Molte immagini sembrano raccontare la Sicilia in modo indiretto, attraverso oggetti, spazi, dettagli. È una scelta voluta?

Sì, ho deciso volutamente di escludere la figura umana. Non mi interessa il ritratto come forma di autenticazione del reale. Mi pare spesso una modalità retorica, anche un po’ invadente. Preferisco raccontare l’azione dell’uomo attraverso ciò che lascia: un cavo, un piatto di plastica messo per spaventare i gatti, una sedia spostata. Sono tracce, segni, disfunzioni quotidiane. Mi attraggono i paradossi dell’abitare, gli oggetti spaiati, le scale che non portano da nessuna parte, i portoni murati. C’è una Sicilia che resiste in questi dettagli, una bellezza sghemba, che si manifesta nella decomposizione più che nella composizione.

C’è un’immagine che senti più rappresentativa del tuo sguardo?

Forse una scattata a Pantalica, la necropoli rupestre vicino Siracusa. Un luogo incredibile, Patrimonio Unesco, un canyon dove scorre il fiume Anapo. Lì ho scritto anche un breve testo poetico che accompagna la mostra, quasi una colonna sonora visiva. Sono molto legato a quell’immagine, perché rappresenta bene la fusione tra natura e memoria, il tempo che sedimenta. È una fotografia, ma potrebbe essere anche una musica lenta, stratificata.

Il tuo lavoro visivo sembra dialogare naturalmente con quello musicale. Quanto sono connesse queste due pratiche?

- Quesiti e compiti
1. In base all'intervista sulla Sicilia, spieghi in una, due o tre frasi perché dalle immagini è stata esclusa volutamente la figura umana.
2. Scriva il seguito dell'intervista sulla Sicilia, riprendendo subito dopo l'ultima domanda.
I record riportati non hanno alcun ruolo in questo lavoro.

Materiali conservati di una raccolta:
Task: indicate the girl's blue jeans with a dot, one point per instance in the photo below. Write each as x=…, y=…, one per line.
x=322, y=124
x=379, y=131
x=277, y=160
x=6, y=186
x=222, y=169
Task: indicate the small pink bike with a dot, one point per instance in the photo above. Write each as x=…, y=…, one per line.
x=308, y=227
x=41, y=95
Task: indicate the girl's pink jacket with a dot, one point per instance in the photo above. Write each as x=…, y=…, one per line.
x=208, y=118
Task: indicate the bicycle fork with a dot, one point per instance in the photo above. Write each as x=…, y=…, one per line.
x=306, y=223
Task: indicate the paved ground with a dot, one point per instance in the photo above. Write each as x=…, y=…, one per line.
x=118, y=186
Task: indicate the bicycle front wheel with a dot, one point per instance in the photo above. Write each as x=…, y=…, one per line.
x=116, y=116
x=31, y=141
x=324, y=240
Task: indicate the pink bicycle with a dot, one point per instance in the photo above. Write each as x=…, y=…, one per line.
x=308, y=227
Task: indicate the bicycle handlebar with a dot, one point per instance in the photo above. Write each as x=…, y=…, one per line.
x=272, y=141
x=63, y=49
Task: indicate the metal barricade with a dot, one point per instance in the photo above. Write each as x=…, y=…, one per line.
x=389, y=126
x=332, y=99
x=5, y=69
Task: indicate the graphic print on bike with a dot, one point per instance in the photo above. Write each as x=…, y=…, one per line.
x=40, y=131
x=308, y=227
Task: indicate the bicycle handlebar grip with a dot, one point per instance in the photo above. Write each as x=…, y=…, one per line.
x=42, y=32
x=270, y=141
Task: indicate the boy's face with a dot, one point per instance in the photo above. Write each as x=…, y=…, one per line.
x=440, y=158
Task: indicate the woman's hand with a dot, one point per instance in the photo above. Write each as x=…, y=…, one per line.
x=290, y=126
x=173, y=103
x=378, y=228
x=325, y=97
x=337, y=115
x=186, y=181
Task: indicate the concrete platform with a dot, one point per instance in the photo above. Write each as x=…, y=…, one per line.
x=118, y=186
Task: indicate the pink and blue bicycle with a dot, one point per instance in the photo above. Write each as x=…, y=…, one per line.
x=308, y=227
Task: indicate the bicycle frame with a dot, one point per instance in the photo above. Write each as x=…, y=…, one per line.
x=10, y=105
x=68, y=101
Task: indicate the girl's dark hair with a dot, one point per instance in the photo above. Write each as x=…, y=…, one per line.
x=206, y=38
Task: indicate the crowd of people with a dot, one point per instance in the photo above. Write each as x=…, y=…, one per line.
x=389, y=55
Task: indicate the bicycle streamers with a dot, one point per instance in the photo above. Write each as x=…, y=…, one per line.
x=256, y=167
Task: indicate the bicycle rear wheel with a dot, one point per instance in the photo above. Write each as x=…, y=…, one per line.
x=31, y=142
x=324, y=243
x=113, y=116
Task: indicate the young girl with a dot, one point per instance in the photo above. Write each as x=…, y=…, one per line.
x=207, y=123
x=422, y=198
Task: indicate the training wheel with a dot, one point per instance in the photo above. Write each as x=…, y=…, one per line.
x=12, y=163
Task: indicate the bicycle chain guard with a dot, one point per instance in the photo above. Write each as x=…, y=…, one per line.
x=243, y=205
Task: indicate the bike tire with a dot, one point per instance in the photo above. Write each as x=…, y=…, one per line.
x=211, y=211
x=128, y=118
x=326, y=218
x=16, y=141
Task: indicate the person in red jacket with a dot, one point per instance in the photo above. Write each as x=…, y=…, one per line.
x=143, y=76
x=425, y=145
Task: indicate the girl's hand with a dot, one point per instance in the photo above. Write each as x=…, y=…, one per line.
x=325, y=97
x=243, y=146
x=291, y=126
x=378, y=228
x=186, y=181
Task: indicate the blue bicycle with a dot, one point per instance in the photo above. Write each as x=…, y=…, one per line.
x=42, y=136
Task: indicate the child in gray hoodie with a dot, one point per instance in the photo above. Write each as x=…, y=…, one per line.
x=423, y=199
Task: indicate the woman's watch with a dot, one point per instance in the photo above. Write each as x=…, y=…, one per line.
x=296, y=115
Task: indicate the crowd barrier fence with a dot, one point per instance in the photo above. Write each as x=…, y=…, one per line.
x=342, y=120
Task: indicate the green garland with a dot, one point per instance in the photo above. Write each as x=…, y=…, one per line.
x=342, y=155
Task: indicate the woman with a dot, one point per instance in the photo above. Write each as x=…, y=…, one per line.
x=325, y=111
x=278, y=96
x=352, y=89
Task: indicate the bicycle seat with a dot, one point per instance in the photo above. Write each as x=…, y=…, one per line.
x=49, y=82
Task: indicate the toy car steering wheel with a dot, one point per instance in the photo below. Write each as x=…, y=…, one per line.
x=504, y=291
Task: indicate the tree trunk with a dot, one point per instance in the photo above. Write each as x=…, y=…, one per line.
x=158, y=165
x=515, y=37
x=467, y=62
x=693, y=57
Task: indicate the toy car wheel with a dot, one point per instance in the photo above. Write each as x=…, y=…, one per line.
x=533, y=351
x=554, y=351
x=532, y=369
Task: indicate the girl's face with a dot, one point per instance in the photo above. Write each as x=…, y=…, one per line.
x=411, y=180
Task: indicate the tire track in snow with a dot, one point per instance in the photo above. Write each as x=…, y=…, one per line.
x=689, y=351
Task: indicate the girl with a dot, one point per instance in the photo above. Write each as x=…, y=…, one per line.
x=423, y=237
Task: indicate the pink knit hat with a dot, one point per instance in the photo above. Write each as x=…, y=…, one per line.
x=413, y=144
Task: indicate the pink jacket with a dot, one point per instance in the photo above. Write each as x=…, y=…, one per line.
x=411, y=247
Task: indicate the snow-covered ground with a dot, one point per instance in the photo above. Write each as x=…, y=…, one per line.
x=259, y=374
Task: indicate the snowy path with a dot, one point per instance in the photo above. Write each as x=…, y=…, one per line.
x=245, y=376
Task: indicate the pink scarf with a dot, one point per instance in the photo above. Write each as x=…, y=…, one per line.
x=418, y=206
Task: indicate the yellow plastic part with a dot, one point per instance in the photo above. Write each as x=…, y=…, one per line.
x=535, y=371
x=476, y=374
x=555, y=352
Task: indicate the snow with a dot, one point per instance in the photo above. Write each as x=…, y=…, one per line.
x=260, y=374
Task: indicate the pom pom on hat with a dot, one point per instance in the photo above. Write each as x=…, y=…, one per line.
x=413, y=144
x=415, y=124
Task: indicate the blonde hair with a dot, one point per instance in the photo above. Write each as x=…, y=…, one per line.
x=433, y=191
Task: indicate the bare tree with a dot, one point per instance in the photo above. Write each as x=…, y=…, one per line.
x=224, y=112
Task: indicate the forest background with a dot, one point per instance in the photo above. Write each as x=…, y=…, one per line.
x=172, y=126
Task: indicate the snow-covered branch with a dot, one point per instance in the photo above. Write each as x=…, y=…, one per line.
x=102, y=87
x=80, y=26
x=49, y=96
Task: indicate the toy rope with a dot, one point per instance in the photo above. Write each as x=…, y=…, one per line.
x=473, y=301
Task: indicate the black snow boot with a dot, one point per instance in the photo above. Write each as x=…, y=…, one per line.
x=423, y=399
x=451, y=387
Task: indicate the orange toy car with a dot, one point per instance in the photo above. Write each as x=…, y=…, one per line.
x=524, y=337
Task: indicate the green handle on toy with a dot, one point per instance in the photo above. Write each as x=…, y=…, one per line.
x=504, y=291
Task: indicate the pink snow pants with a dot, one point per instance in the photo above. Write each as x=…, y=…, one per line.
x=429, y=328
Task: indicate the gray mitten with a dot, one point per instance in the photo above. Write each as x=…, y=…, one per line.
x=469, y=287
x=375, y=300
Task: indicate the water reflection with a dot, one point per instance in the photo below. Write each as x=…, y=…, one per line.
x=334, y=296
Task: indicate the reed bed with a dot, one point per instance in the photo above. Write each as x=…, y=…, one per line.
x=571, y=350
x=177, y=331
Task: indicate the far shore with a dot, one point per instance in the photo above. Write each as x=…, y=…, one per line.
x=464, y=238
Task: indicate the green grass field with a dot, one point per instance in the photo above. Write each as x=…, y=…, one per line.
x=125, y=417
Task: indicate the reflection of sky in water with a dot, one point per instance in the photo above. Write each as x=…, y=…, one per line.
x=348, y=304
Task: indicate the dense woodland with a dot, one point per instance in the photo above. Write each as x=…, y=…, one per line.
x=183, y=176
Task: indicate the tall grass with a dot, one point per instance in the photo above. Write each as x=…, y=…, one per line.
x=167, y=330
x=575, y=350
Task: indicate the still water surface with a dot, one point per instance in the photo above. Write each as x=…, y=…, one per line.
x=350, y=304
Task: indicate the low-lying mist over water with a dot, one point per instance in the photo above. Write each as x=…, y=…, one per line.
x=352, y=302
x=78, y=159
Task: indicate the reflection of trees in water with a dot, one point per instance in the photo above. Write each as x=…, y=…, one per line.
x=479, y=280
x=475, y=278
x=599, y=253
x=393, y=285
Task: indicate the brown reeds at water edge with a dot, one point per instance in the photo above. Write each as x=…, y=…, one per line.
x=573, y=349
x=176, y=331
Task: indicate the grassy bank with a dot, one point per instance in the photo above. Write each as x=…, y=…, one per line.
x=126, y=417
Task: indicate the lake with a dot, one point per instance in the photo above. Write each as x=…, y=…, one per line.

- Risposte ai compiti
1. La figura umana è esclusa perché il ritratto come forma di autenticazione del reale non interessa e appare spesso una modalità retorica, anche un po' invadente. Si preferisce quindi raccontare l'azione dell'uomo attraverso ciò che lascia, come un cavo, un piatto di plastica messo per spaventare i gatti o una sedia spostata.

2.
In realtà sono sempre state due facce della stessa medaglia. Anche nella musica, per me, la componente visiva è fondamentale. Ogni canzone ha il suo paesaggio, il suo colore, la sua luce. Quando scatto, non penso mai solo all’inquadratura, ma anche al suono che quell’immagine potrebbe avere. È una questione di ritmo, di composizione. Ultimamente ascolto tantissima musica strumentale e ambient, quasi niente con voce. Forse perché la parola a volte ingombra. Anche nel mio lavoro alla colonna sonora per il film “Iddu” — sulla figura di Mattia Messina Denaro — mi sono concentrato esclusivamente sul suono, ed è stata un’esperienza liberatoria, piena.

Negli ultimi anni si nota una crescente osmosi tra arte visiva e musica. Come la vivi da dentro questo scambio?

Penso che sia una conseguenza naturale dell’idea di artista globale. È sempre stato così, se pensi ai Velvet Underground o a Laurie Anderson: musica, immagine, performance, tutto mescolato. Oggi forse è più visibile perché ci sono meno barriere, meno definizioni rigide. L’immagine non è più solo una copertina: è parte del racconto. Nel mio caso, la fotografia è una forma di scrittura parallela.

Hai parlato di scatti che sembrano “composizioni”. È così che concepisci la fotografia?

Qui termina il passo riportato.